PROBLEM STATEMENT
Identify the line that contains "Q: For every instance of the foliage" in the material. Output it and every line after it, unchanged, through the end.

THE INPUT
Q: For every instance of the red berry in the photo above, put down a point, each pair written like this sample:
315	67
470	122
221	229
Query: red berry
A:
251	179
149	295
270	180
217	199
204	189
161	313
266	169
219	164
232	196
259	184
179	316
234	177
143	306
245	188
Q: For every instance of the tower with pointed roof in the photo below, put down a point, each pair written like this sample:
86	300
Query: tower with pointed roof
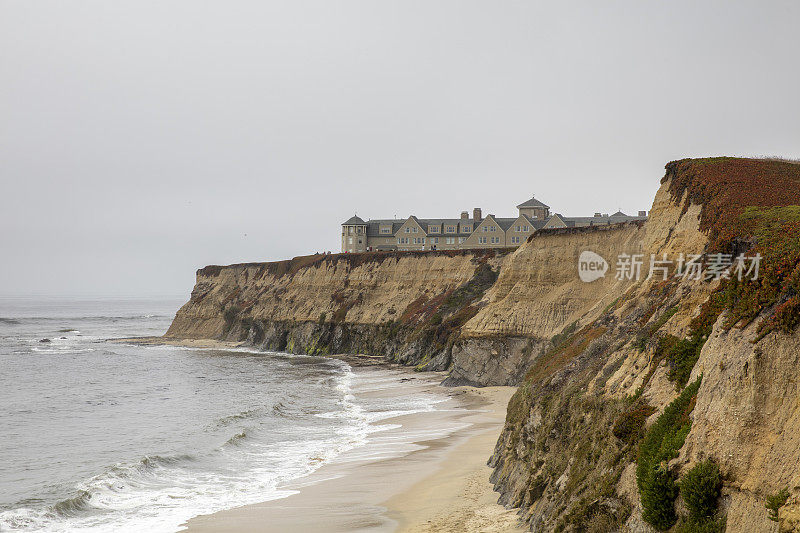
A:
354	235
534	209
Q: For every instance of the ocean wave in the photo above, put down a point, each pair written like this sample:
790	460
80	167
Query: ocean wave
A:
37	319
236	439
73	506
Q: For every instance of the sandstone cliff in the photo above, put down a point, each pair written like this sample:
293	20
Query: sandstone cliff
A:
630	390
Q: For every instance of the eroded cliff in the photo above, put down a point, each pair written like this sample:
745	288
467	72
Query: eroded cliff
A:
676	408
633	393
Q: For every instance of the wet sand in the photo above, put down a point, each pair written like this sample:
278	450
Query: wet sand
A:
441	486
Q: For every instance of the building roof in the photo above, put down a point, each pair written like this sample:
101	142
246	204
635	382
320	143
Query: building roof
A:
533	202
354	221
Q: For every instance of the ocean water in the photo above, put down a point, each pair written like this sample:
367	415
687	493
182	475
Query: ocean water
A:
99	436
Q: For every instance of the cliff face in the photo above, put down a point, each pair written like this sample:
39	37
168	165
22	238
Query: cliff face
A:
629	390
681	387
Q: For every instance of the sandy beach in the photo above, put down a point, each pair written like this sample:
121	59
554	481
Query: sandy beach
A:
442	486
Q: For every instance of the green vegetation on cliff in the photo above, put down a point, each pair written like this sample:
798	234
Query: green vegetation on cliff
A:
661	444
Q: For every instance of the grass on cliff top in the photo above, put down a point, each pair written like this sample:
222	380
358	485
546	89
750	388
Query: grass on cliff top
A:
726	186
777	240
292	266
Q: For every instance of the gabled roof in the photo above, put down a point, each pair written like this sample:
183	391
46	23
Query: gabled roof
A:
533	202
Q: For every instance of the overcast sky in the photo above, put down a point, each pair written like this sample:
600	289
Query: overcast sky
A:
141	140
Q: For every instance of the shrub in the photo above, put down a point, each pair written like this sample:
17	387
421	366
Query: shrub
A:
700	488
702	525
775	502
681	356
629	426
656	482
658	498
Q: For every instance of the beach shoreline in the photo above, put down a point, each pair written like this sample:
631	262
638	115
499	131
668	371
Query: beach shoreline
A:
441	487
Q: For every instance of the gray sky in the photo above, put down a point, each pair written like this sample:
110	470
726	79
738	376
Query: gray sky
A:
141	140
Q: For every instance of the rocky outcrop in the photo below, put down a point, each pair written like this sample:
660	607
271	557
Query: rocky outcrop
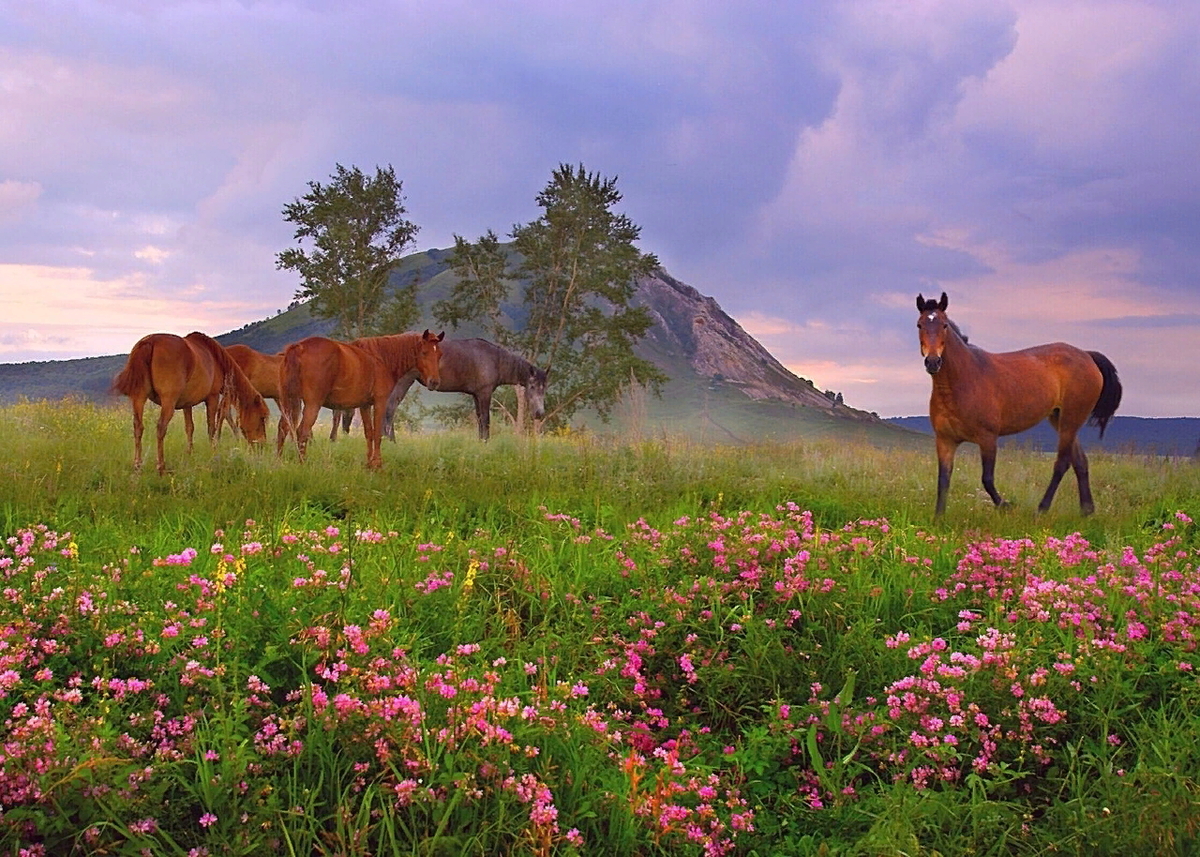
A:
689	324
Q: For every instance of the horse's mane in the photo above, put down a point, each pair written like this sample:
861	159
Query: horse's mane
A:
234	378
521	366
399	352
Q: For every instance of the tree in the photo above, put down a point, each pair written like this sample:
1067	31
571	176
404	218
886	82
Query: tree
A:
579	265
481	270
358	232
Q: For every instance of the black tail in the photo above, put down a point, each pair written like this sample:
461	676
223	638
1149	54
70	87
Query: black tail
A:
1110	394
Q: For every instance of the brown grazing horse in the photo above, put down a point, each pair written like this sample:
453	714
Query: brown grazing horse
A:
179	372
979	396
475	367
322	372
263	370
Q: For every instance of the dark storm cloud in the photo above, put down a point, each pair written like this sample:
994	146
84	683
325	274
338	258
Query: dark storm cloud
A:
811	166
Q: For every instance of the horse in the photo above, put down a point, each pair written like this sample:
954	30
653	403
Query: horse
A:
180	372
979	396
263	370
475	367
322	372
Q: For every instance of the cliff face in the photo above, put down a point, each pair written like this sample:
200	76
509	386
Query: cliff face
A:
689	330
694	327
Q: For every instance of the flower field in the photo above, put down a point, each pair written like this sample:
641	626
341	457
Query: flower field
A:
426	677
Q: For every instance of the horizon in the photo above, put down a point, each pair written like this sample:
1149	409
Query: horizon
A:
813	167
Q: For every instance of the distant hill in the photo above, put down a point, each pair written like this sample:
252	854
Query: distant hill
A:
1141	435
725	387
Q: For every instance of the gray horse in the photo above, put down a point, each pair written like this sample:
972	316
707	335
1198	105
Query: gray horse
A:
475	367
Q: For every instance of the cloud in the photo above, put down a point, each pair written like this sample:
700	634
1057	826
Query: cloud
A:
811	166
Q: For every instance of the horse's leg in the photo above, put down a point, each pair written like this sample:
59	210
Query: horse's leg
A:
304	431
988	459
372	427
484	413
215	414
138	407
189	426
281	432
165	413
397	395
343	418
1061	462
1079	462
946	449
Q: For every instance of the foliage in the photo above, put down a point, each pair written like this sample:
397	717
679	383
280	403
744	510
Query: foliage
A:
579	265
481	286
568	646
358	231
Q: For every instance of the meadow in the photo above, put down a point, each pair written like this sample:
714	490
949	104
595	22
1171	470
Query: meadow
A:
583	646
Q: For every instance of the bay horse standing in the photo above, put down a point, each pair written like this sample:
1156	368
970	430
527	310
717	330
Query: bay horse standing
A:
979	396
321	372
475	367
180	372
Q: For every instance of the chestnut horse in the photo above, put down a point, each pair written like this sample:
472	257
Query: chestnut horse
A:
322	372
183	371
263	370
475	367
979	396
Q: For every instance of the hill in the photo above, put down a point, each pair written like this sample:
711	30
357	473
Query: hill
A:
1175	436
725	387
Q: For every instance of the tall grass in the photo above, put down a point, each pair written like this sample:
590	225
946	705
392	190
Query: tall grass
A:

TASK OUTPUT
Q: For every instance of the foliage in the photo above, put down a point, each pair written like this sample:
397	717
679	383
280	403
744	510
Query: foliage
A:
579	265
481	286
568	646
358	231
Q: For every instance of the meadow in the photo above, put down a point, each pair written like this sample:
714	490
949	104
595	22
1171	470
Query: meadow
A:
583	646
Q: For every instance of the bay horse standing in the photo above, put down a point, each pair written like this sample:
1156	368
970	430
527	310
717	330
Query: bay horse standing
A:
979	396
321	372
475	367
180	372
Q: For every instance of the chestnut horse in the photo above, put down a point, each pair written like this sample:
472	257
Query: chestnut horse
A:
322	372
183	371
263	370
475	367
979	396
Q: For every instance of the hill in the photo above, put down a point, each pair written like this sample:
711	30
357	473
Query: hill
A:
1175	436
725	387
Q: For every instance of the tall grass in the photo above, put down a point, each pair written like this sample:
590	225
946	705
392	190
Query: tall grass
A:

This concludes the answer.